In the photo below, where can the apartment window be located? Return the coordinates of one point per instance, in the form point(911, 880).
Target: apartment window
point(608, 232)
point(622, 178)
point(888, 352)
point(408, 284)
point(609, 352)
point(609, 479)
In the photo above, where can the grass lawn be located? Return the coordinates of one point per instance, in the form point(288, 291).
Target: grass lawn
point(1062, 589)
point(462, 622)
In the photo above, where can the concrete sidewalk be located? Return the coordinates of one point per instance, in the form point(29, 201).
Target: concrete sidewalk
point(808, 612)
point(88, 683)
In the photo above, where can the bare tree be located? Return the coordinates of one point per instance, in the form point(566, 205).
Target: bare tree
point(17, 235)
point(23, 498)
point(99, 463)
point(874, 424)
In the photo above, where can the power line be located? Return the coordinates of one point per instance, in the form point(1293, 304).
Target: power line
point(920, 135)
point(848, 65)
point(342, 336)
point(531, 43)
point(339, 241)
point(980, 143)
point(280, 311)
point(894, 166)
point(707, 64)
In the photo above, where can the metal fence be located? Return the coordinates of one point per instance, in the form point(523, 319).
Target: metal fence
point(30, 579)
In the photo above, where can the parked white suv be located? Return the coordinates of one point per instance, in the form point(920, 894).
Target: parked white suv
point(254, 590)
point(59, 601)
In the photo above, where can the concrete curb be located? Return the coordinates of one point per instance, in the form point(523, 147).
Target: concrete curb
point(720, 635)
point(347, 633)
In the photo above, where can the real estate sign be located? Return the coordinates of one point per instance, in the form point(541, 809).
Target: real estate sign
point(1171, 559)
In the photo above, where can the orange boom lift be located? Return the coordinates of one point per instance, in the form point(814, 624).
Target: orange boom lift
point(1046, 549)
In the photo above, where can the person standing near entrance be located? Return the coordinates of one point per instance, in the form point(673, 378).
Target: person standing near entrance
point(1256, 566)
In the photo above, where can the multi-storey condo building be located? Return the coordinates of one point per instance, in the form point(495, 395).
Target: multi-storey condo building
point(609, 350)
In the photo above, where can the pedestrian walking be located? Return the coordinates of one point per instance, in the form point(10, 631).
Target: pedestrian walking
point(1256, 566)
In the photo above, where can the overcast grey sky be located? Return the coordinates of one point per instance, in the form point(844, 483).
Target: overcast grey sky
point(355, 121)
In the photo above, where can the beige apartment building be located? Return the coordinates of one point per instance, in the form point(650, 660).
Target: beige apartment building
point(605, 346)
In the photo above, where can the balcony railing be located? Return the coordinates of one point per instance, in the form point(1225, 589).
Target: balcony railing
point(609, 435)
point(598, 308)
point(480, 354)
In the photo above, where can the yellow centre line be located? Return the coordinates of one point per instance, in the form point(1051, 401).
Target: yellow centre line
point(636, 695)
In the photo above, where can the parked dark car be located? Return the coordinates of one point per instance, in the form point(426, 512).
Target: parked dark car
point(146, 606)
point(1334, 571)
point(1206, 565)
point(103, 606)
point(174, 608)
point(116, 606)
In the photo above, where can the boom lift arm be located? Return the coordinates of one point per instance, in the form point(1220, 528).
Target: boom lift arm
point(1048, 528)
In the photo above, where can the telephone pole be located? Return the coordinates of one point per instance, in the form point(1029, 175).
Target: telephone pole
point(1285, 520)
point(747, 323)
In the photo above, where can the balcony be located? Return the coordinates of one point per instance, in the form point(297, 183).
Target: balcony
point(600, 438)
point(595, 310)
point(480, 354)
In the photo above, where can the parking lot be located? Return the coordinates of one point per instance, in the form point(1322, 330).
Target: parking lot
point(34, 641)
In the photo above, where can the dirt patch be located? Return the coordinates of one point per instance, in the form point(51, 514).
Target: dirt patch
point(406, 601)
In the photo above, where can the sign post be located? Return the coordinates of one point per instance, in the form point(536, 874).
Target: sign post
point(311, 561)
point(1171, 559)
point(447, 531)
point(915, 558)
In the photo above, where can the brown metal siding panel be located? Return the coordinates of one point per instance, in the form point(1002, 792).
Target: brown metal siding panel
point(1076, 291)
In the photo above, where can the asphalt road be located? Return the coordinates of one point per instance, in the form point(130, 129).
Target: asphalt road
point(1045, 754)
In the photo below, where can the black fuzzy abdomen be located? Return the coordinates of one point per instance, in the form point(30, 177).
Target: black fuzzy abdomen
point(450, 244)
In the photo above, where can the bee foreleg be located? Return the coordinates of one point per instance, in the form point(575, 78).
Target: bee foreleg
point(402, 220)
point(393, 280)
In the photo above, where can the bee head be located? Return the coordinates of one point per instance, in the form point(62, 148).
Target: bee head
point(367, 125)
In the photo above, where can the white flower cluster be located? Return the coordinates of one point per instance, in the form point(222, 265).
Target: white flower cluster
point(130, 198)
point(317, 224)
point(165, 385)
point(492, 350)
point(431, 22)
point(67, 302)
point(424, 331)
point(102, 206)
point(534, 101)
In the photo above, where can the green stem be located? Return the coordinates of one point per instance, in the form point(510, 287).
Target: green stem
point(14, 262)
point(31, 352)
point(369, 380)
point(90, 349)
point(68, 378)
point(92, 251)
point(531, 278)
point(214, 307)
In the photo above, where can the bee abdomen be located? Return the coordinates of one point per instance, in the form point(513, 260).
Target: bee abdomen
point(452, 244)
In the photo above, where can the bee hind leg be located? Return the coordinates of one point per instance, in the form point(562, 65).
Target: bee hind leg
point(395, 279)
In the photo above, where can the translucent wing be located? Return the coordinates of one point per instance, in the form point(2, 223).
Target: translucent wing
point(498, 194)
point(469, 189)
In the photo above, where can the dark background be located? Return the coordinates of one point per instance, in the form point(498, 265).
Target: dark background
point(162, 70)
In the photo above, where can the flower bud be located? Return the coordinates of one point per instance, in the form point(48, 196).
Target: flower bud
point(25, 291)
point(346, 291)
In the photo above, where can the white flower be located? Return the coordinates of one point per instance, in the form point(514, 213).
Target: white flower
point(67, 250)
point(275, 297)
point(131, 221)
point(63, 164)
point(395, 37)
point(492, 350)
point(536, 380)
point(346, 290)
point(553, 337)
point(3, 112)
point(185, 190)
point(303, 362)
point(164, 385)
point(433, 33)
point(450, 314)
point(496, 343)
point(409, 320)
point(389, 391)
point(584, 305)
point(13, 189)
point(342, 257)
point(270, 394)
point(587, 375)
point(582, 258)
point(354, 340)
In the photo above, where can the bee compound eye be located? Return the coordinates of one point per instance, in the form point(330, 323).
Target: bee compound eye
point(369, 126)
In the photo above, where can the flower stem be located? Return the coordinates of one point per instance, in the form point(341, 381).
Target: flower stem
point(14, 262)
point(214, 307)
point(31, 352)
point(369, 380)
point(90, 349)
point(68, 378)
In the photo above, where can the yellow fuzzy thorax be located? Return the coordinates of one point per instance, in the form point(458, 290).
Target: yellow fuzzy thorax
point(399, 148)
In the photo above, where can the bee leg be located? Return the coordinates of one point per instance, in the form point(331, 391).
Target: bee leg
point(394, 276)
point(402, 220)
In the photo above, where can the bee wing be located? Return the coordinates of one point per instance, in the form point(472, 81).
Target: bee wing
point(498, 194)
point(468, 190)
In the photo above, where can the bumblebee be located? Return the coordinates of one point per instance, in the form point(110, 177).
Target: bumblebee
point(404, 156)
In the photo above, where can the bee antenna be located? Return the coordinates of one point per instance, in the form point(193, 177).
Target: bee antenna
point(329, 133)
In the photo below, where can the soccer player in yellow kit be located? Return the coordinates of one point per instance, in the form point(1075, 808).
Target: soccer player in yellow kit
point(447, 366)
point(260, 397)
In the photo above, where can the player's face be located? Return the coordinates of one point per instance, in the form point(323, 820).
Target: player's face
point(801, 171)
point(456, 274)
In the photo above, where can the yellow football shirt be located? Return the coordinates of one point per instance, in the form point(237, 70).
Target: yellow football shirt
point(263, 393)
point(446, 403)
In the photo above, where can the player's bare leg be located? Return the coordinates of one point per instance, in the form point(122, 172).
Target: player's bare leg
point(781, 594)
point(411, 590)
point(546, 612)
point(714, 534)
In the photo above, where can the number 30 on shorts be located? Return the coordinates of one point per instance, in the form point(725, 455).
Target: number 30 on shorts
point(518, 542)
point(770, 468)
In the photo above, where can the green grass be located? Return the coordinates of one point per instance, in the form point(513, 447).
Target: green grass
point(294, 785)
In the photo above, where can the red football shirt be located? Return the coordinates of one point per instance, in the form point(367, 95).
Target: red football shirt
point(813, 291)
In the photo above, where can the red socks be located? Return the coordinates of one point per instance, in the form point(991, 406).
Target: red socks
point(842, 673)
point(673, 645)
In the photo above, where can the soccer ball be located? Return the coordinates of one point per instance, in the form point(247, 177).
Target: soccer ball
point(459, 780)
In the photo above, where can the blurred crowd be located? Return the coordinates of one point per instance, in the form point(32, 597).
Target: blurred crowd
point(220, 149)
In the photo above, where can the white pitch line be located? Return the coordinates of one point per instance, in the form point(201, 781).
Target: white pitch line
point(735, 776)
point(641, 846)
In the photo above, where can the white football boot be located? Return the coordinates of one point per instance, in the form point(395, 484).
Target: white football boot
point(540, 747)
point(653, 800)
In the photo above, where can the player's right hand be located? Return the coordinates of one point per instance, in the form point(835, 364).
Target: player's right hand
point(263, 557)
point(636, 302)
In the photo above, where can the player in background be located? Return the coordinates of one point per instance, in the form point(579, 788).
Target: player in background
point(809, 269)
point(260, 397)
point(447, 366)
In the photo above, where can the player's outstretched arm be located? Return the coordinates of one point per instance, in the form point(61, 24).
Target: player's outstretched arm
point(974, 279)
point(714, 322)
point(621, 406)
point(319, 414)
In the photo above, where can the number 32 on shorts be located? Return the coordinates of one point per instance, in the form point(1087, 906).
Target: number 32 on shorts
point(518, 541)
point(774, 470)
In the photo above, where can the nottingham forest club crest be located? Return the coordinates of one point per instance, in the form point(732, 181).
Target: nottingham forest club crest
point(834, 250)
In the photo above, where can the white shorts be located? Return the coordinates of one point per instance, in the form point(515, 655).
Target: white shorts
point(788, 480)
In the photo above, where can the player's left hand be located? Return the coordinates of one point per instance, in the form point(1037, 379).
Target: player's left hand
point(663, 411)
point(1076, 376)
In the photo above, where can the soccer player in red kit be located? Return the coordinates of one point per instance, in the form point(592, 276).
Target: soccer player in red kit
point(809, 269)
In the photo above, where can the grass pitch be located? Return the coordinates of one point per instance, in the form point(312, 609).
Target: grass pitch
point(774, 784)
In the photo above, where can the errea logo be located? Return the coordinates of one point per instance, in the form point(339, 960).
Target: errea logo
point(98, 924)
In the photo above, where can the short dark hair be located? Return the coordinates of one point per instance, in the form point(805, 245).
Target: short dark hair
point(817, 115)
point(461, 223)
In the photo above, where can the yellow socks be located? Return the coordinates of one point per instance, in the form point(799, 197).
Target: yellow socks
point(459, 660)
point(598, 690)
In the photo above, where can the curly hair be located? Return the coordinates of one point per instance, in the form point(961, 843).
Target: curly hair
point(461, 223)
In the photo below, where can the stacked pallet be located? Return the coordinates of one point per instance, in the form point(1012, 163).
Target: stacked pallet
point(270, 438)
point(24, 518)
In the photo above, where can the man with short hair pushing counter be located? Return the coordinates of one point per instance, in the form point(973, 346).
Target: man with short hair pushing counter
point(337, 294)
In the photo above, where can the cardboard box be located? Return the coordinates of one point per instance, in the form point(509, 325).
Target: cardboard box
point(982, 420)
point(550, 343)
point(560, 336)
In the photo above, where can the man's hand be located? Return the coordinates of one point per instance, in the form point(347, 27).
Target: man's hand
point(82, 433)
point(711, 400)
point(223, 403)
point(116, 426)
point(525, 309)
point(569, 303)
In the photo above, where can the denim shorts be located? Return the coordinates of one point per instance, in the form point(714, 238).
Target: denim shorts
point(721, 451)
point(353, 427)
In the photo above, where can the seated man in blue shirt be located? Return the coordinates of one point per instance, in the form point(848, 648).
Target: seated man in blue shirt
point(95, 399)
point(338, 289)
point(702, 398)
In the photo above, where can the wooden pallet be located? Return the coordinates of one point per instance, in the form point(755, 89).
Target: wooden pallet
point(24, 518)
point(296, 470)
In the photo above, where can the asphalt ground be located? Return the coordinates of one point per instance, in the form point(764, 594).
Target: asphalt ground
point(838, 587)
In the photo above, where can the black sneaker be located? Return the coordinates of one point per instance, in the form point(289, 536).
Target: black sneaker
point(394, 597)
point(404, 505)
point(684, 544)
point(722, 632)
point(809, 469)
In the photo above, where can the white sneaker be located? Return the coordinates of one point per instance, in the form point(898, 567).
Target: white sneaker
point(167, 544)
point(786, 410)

##########

**Exercise requirements:** Reproduce the listing above from its first line through the line containing "point(609, 479)", both included, along with the request lines. Multiply every coordinate in the answer points by 1.7 and round to whole numbers, with halves rounded up, but leave the requests and their sample coordinates unchanged.

**Task answer:**
In the photo below, where can the apartment window be located? Return the coordinates of one point per instance, in the form point(911, 880).
Target: apartment window
point(1034, 394)
point(1057, 303)
point(1510, 598)
point(694, 483)
point(1035, 598)
point(1035, 814)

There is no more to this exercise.